Begin Selected excerpt
Renewable energy: policy needed

Published December 19, 2018 Updated December 19, 2018 06:21am

Despite an evolving energy mix in the past few years, Pakistan still utilizes a paltry share of renewable energy. This is despite the sharp decline in tariffs across the renewable spectrum for both solar and wind energy.

There have been various reasons at play including the illogical base-load argument by the ministry of water and power officials, the lethargic attitude of Alternative Development Energy Board (AEBD) in coming up with a competitive bidding framework for renewable projects and resistance by the National Transmission and Dispatch Company (NTDC) in providing grid evacuation arrangements. (Read: “Pitiful case for renewables” published on 8 August, 2018)

However, one reason in particular is the lack of a consistent and comprehensive renewable energy policy which clearly sets out the vision of where the country wants to be in the next decade when it comes to usage and development of renewable energy.

The previous policy called Alternative and Renewable Energy Policy 2011 had a highly un-ambitious target to begin with and the incentives awarded in the policy were not implemented by the relevant institutions mentioned above. In addition, the market and cost dynamics of solar and wind technology have changed massively over the past five years so a new policy is in order anyways.

The government back then put the target for at least 5 percent of total commercial energy supplies through alternative and renewable energy by 2030. This is already pretty much set to be achieved and is far less than what neighbouring countries like China and India aimed for. For example, India wants to induct 100GW of solar capacity and 75GW of wind energy by 2022.

A shared consensus by energy experts puts the potential of renewables in the overall energy mix at least 25 percent with the right direction by the government and seriousness on the part of relevant organisations, particularly the AEDB and the NTDC.
The previous government also decided to do away with take-or-pay contracts for renewable energy projects but decided to keep the mechanism for the energy projects under CPEC and federal government projects. This is discriminatory treatment and has the potential to discourage investment by the private sector. (Read: “Power sector: Contrary ambitions” published on 19 Dec, 2017)

The PTI government is expected to come out with its own renewable energy policy which should ideally learn from the mistakes of the past. For starters, a realistic assessment of the renewable potential should be undertaken after which an achievable target should be set.

The economics makes sense now given that renewable tariffs are one of the lowest in history. In addition, the policy structure should be developed in such a way that incentives provided do not need to revoked or modified. Investment in the renewable sector has been decent and the interest is certainly there.
End Selected excerpt
Begin Records
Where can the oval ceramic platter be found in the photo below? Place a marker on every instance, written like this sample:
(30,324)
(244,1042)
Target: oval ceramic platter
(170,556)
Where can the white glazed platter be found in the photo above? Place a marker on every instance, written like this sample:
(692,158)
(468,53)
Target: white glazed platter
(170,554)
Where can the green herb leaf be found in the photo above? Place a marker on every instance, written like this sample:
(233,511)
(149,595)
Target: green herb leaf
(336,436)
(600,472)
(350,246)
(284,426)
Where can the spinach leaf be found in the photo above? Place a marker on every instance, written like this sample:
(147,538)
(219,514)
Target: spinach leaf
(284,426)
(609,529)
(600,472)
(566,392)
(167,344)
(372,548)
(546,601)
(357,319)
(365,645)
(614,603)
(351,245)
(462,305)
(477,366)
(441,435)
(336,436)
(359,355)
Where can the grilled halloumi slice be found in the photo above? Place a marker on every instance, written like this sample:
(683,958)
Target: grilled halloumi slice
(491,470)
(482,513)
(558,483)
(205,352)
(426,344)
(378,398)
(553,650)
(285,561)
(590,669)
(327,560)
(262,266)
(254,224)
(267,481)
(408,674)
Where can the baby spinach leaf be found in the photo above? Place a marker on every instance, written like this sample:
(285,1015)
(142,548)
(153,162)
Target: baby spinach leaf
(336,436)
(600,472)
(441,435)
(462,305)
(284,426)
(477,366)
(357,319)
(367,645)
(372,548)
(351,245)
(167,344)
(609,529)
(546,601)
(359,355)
End Records
Begin Records
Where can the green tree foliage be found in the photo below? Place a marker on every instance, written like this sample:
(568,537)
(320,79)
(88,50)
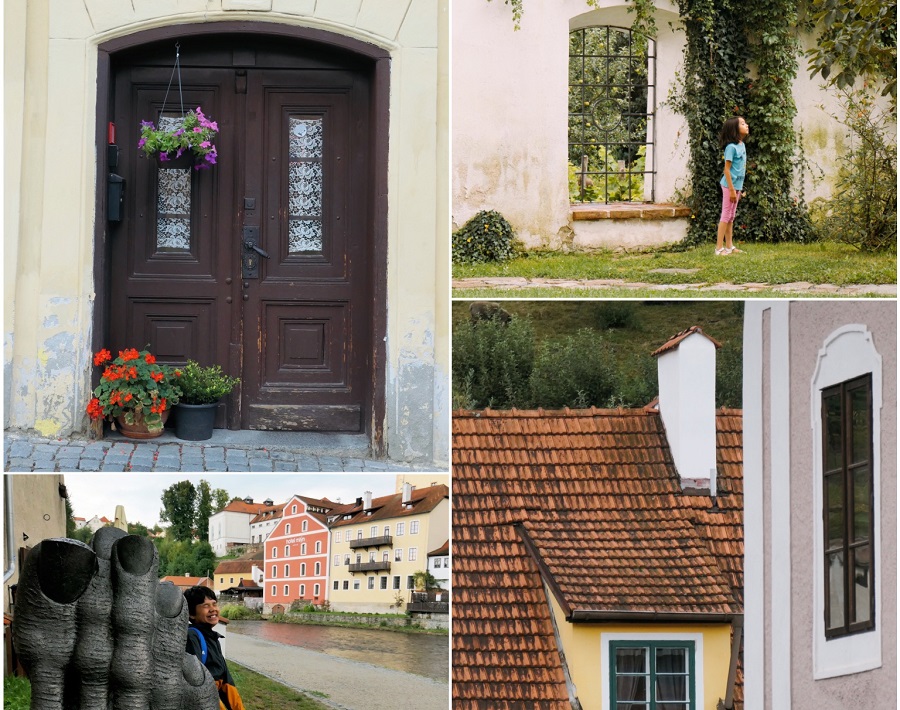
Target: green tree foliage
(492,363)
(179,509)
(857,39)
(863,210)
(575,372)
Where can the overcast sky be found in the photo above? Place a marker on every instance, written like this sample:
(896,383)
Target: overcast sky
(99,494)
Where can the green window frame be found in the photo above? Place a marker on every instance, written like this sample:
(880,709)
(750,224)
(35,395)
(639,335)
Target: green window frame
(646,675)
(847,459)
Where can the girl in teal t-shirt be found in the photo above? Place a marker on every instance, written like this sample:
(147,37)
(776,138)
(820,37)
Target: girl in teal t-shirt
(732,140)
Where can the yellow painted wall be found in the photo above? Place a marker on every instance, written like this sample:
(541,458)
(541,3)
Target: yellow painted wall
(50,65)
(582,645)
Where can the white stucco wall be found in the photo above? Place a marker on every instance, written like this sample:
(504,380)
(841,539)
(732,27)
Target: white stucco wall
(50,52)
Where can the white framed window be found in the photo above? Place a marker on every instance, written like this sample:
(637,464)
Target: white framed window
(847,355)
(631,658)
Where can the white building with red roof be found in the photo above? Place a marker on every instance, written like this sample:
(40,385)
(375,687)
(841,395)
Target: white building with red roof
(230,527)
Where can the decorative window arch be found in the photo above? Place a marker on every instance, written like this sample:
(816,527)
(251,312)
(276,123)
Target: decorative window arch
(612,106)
End Records
Begin Records
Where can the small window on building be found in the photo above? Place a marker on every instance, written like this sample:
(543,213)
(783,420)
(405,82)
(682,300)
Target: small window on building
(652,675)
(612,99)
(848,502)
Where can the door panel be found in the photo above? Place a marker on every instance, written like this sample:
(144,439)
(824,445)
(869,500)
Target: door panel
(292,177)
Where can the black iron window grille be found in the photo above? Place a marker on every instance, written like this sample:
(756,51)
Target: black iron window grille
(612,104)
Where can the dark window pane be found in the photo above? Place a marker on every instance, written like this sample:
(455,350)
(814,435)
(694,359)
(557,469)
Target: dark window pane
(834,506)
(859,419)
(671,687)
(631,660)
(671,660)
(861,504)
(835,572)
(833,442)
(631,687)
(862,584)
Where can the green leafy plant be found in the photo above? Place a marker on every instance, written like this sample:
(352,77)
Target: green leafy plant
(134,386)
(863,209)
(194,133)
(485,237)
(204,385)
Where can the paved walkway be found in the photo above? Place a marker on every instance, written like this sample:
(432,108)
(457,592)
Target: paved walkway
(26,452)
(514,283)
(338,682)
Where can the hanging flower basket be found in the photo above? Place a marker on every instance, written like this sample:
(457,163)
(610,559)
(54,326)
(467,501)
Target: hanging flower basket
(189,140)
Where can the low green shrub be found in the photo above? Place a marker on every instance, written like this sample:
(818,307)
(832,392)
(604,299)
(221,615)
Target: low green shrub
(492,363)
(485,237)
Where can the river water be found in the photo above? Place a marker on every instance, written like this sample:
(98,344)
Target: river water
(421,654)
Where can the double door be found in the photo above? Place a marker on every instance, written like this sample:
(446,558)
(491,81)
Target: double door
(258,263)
End Records
__Task requirements__.
(a) Reproduce the editorial on renewable energy policy word for word, from "The PTI government" up to and including "is certainly there.".
(b) In the editorial on renewable energy policy, what share of total commercial energy supplies was the government's 2030 target for alternative and renewable energy?
The records have nothing to do with the editorial on renewable energy policy.

__Answers to the exercise__.
(a)
The PTI government is expected to come out with its own renewable energy policy which should ideally learn from the mistakes of the past. For starters, a realistic assessment of the renewable potential should be undertaken after which an achievable target should be set.

The economics makes sense now given that renewable tariffs are one of the lowest in history. In addition, the policy structure should be developed in such a way that incentives provided do not need to revoked or modified. Investment in the renewable sector has been decent and the interest is certainly there.

(b) At least 5 percent.